(Text to read):
Beyond the Memorial: Nagasaki is Japan’s Most International City

Chinatown, Dutch settlement are examples


By Brian Covert

NAGASAKI, Japan — For even the most worldly of travelers, this port city on Japan’s southern island of Kyushu is a web of contradictions.

As an ancient urban center with a long history as a contact point with the outside world, Nagasaki is acknowledged as one of Japan’s most “internationalized” cities, but its independent ways also place it among the most controversial communities in Japan. With green mountains cradling its busy port, the city is among the most beautiful places in Japan, yet it has paid the ultimate price in environmental and human destruction.

The legacy of the atomic bomb that exploded here in August 1945 accounts for much of Nagasaki’s tourist traffic. But the most lasting impression this city makes is that, with its history as one of the first Japanese cities to open itself to foreigners, Nagasaki is a major attraction for foreign tourists quite beyond its status as a curiosity of modern history.

The best place to start a Nagasaki trek — a lesson in world history in itself — is in
Chinatown, home of the oldest Chinese community in Japan. While not as glamorous as, say, its San Francisco counterpart, Chinatown is best seen, or rather tasted, at lunch time. The aroma of champon, traditional Chinese ramen noodles, almost literally yanks a wanderer by the nose into one of the district’s many restaurants.

In one way, Nagasaki displays in undiluted form the influence China has had throughout the Japanese archipelago. The depth of China’s presence here can be seen most clearly in the many temples scattered around the city. The most notable among them were built in the early 1620s and have stood the test of time and wars:
Kofukuji Temple, the oldest in Japan of the Obaku Buddhist sect, and Sofukuji Temple, with its striking Ming architecture.

Next stop is the European community, or at least Nagasaki’s version of it. The Dutch settlers of the early 1600s were the first to begin trading with the Japanese via Nagasaki, and Dutch tradition, planted firmly throughout the city, is easily detected in its food and souvenir shops. Notably absent are the massive displays of trendy American-style memorabilia that dominate in the rest of Japan.

The first “Hollanders” in Nagasaki became, in effect, the representatives of the outside world for the Japanese of that period. The hillside “Dutch Slopes” settlement and the site of the
former Dutch Trading Post at Dejima Island, off Nagasaki’s shores, are only two of many traces of that lasting European influence.

But Japan was far from ready to welcome foreigners with open arms, as witnessed by the hilltop “
Site of the Martyrdom of the 26 Saints,” where European and Japanese Christian missionaries were said to have been crucified by the authorities in 1597 in a purge of Western religious influences.

One example of Nagasaki’s worldly touch is the Sakamoto International Cemetery, which is reached by a 15-minute walk up a residential road. On a quiet autumn day, with the skies overcast and threatening rain, a walk through the graveyard reveals foreign residents of various nationalities and religious persuasions laid side by side — some of them more than a century ago.

(Raw data):
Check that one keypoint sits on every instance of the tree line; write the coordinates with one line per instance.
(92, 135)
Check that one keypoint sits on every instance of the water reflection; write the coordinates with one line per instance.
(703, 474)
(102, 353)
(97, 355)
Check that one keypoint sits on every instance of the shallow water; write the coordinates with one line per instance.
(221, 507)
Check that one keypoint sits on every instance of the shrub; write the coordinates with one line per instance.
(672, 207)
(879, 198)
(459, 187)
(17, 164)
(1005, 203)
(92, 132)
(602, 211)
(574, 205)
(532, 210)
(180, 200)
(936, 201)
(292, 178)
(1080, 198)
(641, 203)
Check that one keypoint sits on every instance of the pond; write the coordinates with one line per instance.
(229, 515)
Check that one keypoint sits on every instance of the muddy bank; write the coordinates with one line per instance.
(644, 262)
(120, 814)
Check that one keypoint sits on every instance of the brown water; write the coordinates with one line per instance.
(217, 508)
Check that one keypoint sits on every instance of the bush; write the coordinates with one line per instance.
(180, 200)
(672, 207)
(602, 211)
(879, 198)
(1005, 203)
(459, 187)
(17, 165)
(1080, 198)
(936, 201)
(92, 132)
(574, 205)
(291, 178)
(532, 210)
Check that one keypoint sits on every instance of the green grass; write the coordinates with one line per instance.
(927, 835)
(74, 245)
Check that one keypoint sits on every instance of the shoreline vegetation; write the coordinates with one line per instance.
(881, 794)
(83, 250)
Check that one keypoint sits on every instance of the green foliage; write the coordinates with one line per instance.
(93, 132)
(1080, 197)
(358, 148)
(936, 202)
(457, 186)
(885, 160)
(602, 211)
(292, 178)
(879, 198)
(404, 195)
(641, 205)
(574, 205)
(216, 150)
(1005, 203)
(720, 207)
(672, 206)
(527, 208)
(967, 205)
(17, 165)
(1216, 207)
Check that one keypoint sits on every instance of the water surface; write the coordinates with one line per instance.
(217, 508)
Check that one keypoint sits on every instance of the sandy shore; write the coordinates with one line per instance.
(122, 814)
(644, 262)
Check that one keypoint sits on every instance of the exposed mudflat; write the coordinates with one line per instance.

(Set task 1): According to the Nagasaki article, in what year were the missionaries said to have been crucified at the Site of the Martyrdom of the 26 Saints?
(Set task 2): Set down the stretch of the Nagasaki article from "In one way, Nagasaki" through "striking Ming architecture.", word for word.

(Problem solution 1): 1597

(Problem solution 2):
In one way, Nagasaki displays in undiluted form the influence China has had throughout the Japanese archipelago. The depth of China’s presence here can be seen most clearly in the many temples scattered around the city. The most notable among them were built in the early 1620s and have stood the test of time and wars:
Kofukuji Temple, the oldest in Japan of the Obaku Buddhist sect, and Sofukuji Temple, with its striking Ming architecture.